*** Opening Data records ***
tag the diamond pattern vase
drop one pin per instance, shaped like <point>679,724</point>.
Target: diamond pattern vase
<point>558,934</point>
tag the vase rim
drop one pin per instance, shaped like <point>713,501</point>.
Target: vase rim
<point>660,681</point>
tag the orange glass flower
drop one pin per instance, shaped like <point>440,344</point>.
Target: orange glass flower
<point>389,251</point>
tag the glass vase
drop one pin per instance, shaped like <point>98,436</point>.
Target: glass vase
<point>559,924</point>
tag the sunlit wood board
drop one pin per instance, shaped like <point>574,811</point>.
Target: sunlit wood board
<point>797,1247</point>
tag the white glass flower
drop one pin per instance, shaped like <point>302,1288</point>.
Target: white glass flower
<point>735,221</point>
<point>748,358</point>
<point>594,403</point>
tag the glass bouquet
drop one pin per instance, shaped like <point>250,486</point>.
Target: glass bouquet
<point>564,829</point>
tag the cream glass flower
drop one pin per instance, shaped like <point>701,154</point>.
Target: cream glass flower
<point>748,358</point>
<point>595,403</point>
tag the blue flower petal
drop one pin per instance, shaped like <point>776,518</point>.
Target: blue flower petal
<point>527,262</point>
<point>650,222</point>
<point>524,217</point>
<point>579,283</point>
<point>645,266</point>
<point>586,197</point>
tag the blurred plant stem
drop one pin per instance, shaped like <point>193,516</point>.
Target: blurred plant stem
*** Closing Data records ***
Exercise description: In how many lines of the data does the string "plant" appear? Give only the number.

Output of the task: 2